___ Records supplied ___

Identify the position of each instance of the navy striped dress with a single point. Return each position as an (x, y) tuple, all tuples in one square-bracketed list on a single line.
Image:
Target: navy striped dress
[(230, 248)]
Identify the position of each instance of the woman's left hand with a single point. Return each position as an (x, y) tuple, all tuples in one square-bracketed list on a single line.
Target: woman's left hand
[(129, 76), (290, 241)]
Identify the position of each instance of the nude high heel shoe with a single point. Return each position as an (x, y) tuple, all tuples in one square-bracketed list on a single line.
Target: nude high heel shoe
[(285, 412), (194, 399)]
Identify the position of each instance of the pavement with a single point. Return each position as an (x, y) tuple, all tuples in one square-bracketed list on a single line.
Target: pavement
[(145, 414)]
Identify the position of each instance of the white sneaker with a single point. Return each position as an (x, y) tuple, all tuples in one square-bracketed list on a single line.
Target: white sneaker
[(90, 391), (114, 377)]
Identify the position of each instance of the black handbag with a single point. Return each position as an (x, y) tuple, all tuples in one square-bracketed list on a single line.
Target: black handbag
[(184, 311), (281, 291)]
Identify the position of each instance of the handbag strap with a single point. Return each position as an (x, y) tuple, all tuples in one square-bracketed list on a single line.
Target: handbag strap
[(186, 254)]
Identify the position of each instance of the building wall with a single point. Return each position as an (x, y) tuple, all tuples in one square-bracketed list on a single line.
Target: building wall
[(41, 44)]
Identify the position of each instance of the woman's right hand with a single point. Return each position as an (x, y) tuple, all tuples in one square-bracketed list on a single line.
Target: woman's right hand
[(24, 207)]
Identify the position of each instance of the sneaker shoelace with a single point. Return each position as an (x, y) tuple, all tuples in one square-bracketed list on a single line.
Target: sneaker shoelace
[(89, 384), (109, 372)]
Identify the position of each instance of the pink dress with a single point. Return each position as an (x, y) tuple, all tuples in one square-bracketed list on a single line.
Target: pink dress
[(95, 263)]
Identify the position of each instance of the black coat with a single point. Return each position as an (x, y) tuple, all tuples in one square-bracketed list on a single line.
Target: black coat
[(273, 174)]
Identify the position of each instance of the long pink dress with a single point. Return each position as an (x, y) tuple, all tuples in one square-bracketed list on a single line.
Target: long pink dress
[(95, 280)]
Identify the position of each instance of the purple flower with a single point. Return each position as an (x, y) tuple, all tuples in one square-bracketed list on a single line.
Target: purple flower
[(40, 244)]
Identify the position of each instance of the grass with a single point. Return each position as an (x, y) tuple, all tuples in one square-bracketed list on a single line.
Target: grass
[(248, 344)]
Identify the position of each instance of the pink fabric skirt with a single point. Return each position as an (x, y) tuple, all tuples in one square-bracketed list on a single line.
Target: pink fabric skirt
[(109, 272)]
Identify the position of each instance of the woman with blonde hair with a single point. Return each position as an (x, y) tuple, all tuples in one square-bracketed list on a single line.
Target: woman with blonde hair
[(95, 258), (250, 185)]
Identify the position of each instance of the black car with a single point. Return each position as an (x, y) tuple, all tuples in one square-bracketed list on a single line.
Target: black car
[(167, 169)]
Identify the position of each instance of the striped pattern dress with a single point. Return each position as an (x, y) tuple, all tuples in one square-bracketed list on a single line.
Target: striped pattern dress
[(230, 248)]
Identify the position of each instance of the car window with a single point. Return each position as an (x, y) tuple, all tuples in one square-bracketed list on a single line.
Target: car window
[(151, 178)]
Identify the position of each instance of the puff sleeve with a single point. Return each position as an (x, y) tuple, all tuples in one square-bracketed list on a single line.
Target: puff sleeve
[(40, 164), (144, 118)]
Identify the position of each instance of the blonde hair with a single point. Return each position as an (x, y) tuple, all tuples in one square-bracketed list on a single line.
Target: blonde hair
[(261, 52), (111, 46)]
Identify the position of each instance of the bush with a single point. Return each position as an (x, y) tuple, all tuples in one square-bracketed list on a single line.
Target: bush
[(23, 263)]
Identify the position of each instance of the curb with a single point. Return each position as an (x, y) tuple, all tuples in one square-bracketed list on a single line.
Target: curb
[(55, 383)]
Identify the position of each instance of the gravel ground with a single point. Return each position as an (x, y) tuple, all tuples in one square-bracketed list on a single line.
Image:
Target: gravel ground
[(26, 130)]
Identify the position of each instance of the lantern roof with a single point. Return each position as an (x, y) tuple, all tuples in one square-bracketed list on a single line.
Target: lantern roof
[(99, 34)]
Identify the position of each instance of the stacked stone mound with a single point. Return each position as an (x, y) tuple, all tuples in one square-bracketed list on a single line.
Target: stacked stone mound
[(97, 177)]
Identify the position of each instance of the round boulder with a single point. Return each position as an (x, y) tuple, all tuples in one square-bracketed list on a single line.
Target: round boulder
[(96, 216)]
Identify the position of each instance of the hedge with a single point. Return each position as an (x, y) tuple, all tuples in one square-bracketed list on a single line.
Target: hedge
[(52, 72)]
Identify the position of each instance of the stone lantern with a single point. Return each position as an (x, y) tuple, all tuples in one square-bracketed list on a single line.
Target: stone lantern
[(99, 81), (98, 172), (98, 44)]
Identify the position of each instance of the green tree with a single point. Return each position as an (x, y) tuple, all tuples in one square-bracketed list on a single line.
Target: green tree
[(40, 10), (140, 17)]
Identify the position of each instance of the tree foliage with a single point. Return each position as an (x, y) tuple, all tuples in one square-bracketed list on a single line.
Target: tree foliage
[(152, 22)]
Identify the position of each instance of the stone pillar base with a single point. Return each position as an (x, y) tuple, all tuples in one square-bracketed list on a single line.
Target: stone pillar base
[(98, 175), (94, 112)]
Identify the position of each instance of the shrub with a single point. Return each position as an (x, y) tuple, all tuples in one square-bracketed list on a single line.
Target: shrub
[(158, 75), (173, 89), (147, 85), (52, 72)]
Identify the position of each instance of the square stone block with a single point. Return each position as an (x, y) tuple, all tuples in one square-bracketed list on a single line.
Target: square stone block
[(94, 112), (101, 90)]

___

Set task → Each line of the listing above should be output exactly.

In response →
Identify the position of each instance of the navy striped dress with a single point. Return each position as an (x, y) tuple, all tuples in one square-bracketed list on a single line.
Image:
Target: navy striped dress
[(230, 248)]
Identify the position of each instance of the woman's left hand with a single point. Return each position as an (x, y) tuple, all tuples in one square-bracketed list on a single line.
Target: woman's left hand
[(129, 76), (290, 241)]
Identify the position of each instance of the nude high heel shoe with a single point. Return each position as an (x, y) tuple, all tuples in one square-bracketed list on a single line.
Target: nude high heel shoe
[(285, 412), (194, 399)]
Identify the position of each instance of the pavement with a single point. Return each position as an (x, y) tuple, all tuples in one square-bracketed list on a single line.
Target: pavement
[(145, 414)]
Identify the position of each instance of the white sneaker with a single point. Return each position as an (x, y) tuple, all tuples in one square-bracketed list on a single line.
Target: white sneaker
[(90, 391), (114, 377)]
Identify the position of each instance of the black handbag with a single point. Return each position as an (x, y) tuple, all tuples in one square-bracketed list on a single line.
Target: black handbag
[(184, 311), (281, 291)]
Identify the position of each instance of the handbag strap with a single point. Return each position as an (x, y) tuple, all tuples in one square-bracketed list on a single line.
Target: handbag strap
[(186, 254)]
Identify the position of each instance of the building wall with a single point. Return each position as an (x, y) tuple, all tuples in one square-bracketed list on a single line.
Target: building wall
[(41, 44)]
Identify the position of each instance of the woman's right hand with a single point. Return each position as an (x, y) tuple, all tuples in one square-bracketed list on a single line.
Target: woman's right hand
[(24, 207)]
Identify the position of each instance of the sneaker shoelace with a single point. Return each position as an (x, y) tuple, all tuples in one square-bracketed list on a single line.
Target: sneaker shoelace
[(89, 384), (109, 372)]
Identify the position of each instance of the pink dress with a single point. Return each position as an (x, y) tuple, all tuples in one square-bracketed list on a single line.
Target: pink dress
[(95, 263)]
Identify the position of each instance of the black coat with a single point. Return each position as an (x, y) tuple, all tuples in one square-bracketed list on a single line.
Target: black coat
[(273, 174)]
Identify the position of each instance of the long pink dress with a single point. Return each position as an (x, y) tuple, all tuples in one square-bracketed list on a single line.
Target: long pink dress
[(95, 280)]
Identify the position of each instance of the purple flower with a single point. Return each position as an (x, y) tuple, all tuples in one square-bracketed list on a single line.
Target: purple flower
[(40, 244)]
Identify the position of each instance of the grass with a single point. Return each position as an (x, y) tuple, all tuples in one square-bracketed list on a single line.
Target: grass
[(248, 344)]
Identify the position of each instance of the pink fabric skirt with a single point. Return each position as an (x, y) tuple, all tuples in one square-bracketed list on a single line.
Target: pink fabric skirt
[(109, 272)]
Identify the position of each instance of the woman with blonde hair with a single point. Return each position as an (x, y) tuple, all tuples in one square-bracketed list on a single line.
Target: woman with blonde hair
[(95, 258), (250, 185)]
Identify the position of each instance of the black car with a single point. Return each position as an (x, y) tuple, all tuples in one square-bracketed list on a single line.
Target: black car
[(167, 169)]
Identify the position of each instance of the striped pattern dress with a single point. Return each position as an (x, y) tuple, all tuples in one square-bracketed list on a single line.
Target: striped pattern dress
[(230, 248)]
Identify the position of each instance of the car window with a single point. Return each position as an (x, y) tuple, all tuples in one square-bracketed list on a single line.
Target: car window
[(151, 178)]
Identify the position of each instance of the puff sleeve with a single point. Return each position as an (x, y) tuple, all tuples in one square-bracketed list on a single line.
Target: puff sleeve
[(40, 164), (144, 118)]
Identify the position of each instance of the blonde hair with a single point. Return each position as an (x, y) tuple, all tuples in one square-bracketed list on a single line.
Target: blonde hair
[(261, 52), (111, 46)]
Identify the position of each instance of the bush with a single point. Return each position as an (x, y) tuple, all tuples in one square-bracketed list on a single line.
Target: bush
[(23, 263)]
Identify the position of each instance of the curb with a single point. Return each position as an (x, y) tuple, all tuples in one square-bracketed list on a single line.
Target: curb
[(55, 383)]
Identify the position of each instance of the gravel ground with a single point. Return each position as an (x, y) tuple, all tuples in one square-bracketed list on a single line.
Image:
Target: gravel ground
[(26, 130)]
Identify the position of each instance of the lantern roof with a single point. Return each position as an (x, y) tuple, all tuples in one square-bracketed list on a single line.
Target: lantern roof
[(99, 34)]
Identify the position of each instance of the stacked stone mound with a single point. Return each position as an (x, y) tuple, all tuples in one square-bracketed list on a single line.
Target: stacked stone mound
[(97, 177)]
Identify the position of each instance of the round boulder with a single point. Return each position as an (x, y) tuple, all tuples in one square-bracketed list on a single line.
Target: round boulder
[(96, 216)]
Identify the position of each instance of the hedge with a single point. Return each position as an (x, y) tuple, all tuples in one square-bracketed list on a single line.
Target: hedge
[(52, 72)]
Identify the position of each instance of the stone lantern with a single point. Return each position as an (x, y) tuple, all tuples in one square-bracketed list on a single line.
Target: stone lantern
[(99, 81), (98, 172), (98, 44)]
Identify the position of each instance of the green tree with a single point. Return each position as an (x, y) tuple, all tuples in one square-bracketed list on a single line.
Target: green tree
[(40, 10), (140, 17)]
Identify the position of each instance of the tree foliage with a single point. Return each position as an (x, y) tuple, all tuples in one square-bracketed list on a single line.
Target: tree foliage
[(152, 22)]
Identify the position of each instance of the stone pillar base with a single point. Return each position as an (x, y) tuple, all tuples in one square-bracketed list on a single line.
Target: stone pillar base
[(98, 175), (94, 112)]
Identify the position of each instance of the shrub with a single point. Return each position as an (x, y) tuple, all tuples in one square-bracketed list on a single line.
Target: shrub
[(158, 75), (173, 89), (147, 85), (52, 72)]
Identify the position of each instance of the square stone block with a single point. Return each position as an (x, y) tuple, all tuples in one square-bracketed list on a single line.
Target: square stone block
[(94, 112), (101, 90)]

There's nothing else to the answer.